Supplied text =
RFR: 8072147: Preloading libjsig.dylib causes deadlock when signal() is called

Mon Jun 29 16:41:27 UTC 2015

Hi Dmitry!

I have fixed the issue and retested both manually and with the "hotspot" 
test suit. Thank you again for the catch.

http://cr.openjdk.java.net/~dbuck/8072147/webrev.01/

Hi Karen!

The "reenter" boolean is thread local, so it should already work exactly 
as you describe below.

 > p.s. let me see if I can find any existing signal handler chaining 
tests - I suspect you will need to write some
 > additional ones

I took a look, but was not able to find any tests that run actually run 
on all *nix platforms and install signal handlers. Ultimately we should 
have some sort of comprehensive functional testing for this. If there 
already is such testing, I would like to add this particular case. But I 
suspect that there is nothing comprehensive at the moment. If so, I 
believe adding new functional testing for all of libjsig is probably 
outside the scope of this point fix.

Cheers,
-Buck

On 2015/06/30 1:27, Karen Kinnear wrote:
> David,
>
> Thank you for tackling this bug.
>
> I don't understand how the proposed solution handles multiple threads
>    - e.g. 2 jni threads installing their signal handlers and a jvm installing its signal handlers
>
> The jsig code is written to handle multi-threaded timing:
>     user installs first, jvm installs after
>        user install in progress, jvm tries to install
>     jvm installs first, user installs after
>        jvm install in progress, user tries to install
>
> I think having a global reentry, that only gets set to true on the first call_os_signal, means
> that the chaining won't be installed properly.
>
> I wonder if what you are looking for is a way to track that a given thread is currently
> inside this logic
>     - not a global state
>     - not whether a given thread has ever called this (a thread may call this code multiple times, one for each signal)
>     - but whether we have a recursive call.

Tasks to carry out =
(a) In the libjsig deadlock thread, what kind of variable does Buck say the "reenter" boolean is?
(b) Continue the libjsig deadlock thread from its last line.

Given records =
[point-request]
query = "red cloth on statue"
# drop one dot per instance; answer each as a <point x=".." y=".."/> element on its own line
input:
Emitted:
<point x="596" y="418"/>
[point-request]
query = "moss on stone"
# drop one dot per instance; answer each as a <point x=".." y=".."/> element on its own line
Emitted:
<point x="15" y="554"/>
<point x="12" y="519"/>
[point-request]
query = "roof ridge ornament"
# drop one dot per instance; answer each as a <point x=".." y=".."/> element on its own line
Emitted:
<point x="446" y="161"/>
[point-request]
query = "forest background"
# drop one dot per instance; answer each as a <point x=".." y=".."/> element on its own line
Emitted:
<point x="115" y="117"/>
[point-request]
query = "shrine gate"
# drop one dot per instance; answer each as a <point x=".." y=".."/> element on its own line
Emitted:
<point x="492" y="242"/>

Final results =
(a) It is thread local.

(b)
>
> So - perhaps there is a way to track a list of threads that are in the os_signal call and the thread
> that owns the signal_lock?  So if you are in the sigaction call you can check if your thread already
> owns the signal_lock and if it is in the os_signal call - and skip both the lock and unlock (basically making
> a reentrant lock). And then when you are done the os_signal call, remove your thread from the list
> of threads in the os_signal call before returning from call_os_signal.
>
> That way the lock will still work between threads and between a requests by the same thread.
>
> Does that sounds worth exploring?
>
> thanks,
> Karen
>
> p.s. let me see if I can find any existing signal handler chaining tests - I suspect you will need to write some
> additional ones
>
>
> On Jun 29, 2015, at 10:35 AM, david buck wrote:
>
>> Hi Dmitry!
>>
>> Ouch. Yes, that is *very* wrong. I will fix and retest.
>>
>> Sorry for the trivial error and thank you for the catch!
>>
>> Cheers,
>> -Buck
>>
>> On 2015/06/29 23:31, Dmitry Dmitriev wrote:
>>> Hello David,
>>>
>>> In call_os_signal function you add "reentry = false;"(line 93) after
>>> return statement and it seems as unreachable code.
>>>
>>> Thanks,
>>> Dmitry
>>>
>>> On 29.06.2015 17:18, david buck wrote:
>>>> Hi!
>>>>
>>>> Please review my fix below:
>>>>
>>>> bug report: https://bugs.openjdk.java.net/browse/jdk-8072147
>>>>
>>>> webrev: http://cr.openjdk.java.net/~dbuck/8072147/webrev.00/
>>>>
>>>> The fix is intentionally limited only to the platform (OSX/BSD) and
>>>> scenario (signal() implemented by means of a direct call to
>>>> sigaction()) where we can reasonably expect to see (and therefor test)
>>>> this issue.
>>>>
>>>> Fix has been manually tested for effectiveness by myself. "hotspot"
>>>> test suite run and passed on all platforms.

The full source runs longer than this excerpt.